RECORDS SUPPLIED:
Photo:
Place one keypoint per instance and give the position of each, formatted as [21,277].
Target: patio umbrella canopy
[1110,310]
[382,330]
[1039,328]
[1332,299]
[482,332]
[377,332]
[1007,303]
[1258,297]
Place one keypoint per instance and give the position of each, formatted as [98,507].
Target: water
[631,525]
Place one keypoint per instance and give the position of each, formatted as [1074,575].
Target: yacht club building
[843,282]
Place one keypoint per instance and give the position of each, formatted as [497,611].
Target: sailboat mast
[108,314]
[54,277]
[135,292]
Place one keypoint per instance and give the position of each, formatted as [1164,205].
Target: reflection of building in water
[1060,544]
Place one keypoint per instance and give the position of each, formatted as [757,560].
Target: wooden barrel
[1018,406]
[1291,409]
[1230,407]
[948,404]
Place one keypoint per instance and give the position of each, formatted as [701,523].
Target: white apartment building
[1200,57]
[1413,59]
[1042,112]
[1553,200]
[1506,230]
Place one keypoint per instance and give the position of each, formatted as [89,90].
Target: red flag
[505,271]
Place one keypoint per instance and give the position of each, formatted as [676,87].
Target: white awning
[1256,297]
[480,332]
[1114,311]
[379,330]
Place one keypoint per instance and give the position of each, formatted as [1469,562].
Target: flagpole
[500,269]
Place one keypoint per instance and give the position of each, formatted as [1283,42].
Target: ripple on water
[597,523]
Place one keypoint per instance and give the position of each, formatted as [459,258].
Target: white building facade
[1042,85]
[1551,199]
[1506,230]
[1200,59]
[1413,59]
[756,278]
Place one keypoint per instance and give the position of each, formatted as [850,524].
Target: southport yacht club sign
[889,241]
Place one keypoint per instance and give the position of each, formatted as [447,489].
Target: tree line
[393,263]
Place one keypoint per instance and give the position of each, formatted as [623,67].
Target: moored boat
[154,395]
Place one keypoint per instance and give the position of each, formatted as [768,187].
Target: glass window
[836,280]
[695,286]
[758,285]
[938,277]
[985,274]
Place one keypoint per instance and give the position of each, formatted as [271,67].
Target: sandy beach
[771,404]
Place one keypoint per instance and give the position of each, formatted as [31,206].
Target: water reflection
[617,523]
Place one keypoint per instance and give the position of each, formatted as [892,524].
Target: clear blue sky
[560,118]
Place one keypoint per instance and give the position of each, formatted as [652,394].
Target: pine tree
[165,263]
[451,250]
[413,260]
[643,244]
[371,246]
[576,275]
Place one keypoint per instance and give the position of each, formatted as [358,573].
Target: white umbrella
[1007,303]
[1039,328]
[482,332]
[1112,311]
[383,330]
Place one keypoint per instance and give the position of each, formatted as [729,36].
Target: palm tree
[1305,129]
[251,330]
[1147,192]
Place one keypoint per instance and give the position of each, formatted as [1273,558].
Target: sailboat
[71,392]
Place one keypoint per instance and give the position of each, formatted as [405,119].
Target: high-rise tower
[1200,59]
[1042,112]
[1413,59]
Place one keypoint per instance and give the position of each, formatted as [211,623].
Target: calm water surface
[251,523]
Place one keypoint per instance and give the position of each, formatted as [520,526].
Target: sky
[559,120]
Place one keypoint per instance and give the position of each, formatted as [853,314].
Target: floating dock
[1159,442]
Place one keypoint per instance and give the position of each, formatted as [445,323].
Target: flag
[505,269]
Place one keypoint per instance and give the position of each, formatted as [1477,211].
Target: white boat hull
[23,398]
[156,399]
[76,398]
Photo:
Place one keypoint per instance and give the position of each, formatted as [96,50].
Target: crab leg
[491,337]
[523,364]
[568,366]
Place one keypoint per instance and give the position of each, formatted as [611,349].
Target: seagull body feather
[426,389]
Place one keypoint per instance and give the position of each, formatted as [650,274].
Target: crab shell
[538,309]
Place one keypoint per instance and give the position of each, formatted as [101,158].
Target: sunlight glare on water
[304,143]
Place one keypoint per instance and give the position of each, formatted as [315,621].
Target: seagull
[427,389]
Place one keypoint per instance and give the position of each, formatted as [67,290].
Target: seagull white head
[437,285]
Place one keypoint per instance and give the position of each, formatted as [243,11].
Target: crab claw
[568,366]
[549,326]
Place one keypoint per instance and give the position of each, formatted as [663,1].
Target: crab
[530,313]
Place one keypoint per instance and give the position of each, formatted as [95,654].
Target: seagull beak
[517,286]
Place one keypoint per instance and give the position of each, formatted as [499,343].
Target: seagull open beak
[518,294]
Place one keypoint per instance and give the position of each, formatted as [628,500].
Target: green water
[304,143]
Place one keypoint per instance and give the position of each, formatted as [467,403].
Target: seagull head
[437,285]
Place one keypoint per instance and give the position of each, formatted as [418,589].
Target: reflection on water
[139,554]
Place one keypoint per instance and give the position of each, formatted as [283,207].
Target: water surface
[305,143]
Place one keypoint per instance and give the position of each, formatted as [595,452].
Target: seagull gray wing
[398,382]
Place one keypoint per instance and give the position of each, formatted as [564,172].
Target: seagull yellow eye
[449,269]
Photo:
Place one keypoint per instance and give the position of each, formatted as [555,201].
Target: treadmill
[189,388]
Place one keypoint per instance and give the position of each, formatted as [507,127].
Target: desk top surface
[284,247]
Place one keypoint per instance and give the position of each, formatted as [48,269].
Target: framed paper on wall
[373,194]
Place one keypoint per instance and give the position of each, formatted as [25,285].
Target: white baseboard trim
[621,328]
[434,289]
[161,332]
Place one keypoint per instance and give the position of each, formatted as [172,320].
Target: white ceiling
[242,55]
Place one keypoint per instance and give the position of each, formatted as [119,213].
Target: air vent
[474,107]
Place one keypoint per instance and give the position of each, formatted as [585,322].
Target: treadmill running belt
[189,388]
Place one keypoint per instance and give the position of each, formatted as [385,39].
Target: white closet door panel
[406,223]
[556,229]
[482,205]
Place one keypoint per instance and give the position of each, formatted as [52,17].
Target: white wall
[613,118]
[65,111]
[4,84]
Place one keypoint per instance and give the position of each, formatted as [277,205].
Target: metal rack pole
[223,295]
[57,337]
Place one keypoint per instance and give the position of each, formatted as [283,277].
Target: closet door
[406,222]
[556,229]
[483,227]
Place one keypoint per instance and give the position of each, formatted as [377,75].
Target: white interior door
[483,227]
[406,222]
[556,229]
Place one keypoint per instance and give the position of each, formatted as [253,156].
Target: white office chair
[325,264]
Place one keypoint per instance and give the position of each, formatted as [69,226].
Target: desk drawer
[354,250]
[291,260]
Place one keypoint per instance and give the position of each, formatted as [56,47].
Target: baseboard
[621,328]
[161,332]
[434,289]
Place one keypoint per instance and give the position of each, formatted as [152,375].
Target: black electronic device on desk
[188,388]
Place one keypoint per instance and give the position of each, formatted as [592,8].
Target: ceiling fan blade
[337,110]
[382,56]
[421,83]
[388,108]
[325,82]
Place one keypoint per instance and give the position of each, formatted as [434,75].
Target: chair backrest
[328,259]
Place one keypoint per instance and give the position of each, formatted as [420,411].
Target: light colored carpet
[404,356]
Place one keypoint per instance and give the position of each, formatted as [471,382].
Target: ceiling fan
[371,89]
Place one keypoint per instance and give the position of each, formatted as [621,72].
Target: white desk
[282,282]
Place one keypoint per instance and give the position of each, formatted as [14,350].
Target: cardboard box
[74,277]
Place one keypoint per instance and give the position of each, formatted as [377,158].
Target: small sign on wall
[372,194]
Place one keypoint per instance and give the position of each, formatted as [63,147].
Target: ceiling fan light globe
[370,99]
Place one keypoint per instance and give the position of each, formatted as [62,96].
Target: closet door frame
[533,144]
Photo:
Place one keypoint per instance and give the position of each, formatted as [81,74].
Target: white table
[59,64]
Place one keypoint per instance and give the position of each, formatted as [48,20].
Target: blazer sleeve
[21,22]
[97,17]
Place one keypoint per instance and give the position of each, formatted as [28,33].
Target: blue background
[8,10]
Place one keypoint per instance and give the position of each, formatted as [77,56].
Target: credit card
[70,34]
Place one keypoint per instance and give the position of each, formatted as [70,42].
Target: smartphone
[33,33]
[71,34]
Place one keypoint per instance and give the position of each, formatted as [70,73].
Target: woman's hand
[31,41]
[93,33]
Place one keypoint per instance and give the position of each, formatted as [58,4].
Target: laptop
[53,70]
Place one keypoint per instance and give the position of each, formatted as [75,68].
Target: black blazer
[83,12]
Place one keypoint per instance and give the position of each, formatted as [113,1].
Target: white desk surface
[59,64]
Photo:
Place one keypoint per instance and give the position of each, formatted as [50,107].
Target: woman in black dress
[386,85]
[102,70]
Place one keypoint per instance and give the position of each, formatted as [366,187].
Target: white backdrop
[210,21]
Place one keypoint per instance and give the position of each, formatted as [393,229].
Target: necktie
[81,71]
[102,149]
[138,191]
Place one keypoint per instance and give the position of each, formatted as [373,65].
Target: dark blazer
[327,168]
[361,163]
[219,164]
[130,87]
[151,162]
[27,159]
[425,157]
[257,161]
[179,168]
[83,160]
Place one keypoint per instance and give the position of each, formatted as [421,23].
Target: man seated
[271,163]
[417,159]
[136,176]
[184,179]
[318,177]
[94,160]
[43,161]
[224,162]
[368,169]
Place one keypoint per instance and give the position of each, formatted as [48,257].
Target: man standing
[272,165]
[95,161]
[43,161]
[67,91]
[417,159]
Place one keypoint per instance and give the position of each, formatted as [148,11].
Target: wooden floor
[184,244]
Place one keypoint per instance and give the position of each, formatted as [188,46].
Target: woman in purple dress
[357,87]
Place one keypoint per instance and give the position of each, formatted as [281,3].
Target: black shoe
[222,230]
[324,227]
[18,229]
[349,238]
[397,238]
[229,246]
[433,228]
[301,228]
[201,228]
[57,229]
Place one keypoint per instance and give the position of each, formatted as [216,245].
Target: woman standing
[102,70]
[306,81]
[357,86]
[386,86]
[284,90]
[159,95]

GIVEN TASK: Exactly and exclusively, repeat the lines from the line that contains "formatted as [48,257]." through the end of the records, both ends included.

REPLY:
Place one keypoint per instance and give the position of each, formatted as [48,257].
Target: man standing
[272,165]
[95,161]
[43,161]
[67,91]
[417,159]
Place one keypoint per instance and give the position of each, formatted as [148,11].
Target: wooden floor
[184,244]
Place one keypoint per instance and give the position of each, formatted as [188,46].
Target: woman in purple dress
[357,87]
Place one keypoint per instance and give the position of each, formatted as [281,3].
Target: black shoe
[222,230]
[324,227]
[18,229]
[349,238]
[397,238]
[229,246]
[433,228]
[301,228]
[201,228]
[57,229]
Place one keypoint per instance and give the position of each, formatted as [216,245].
Target: woman standing
[102,70]
[306,81]
[357,86]
[386,86]
[284,90]
[159,95]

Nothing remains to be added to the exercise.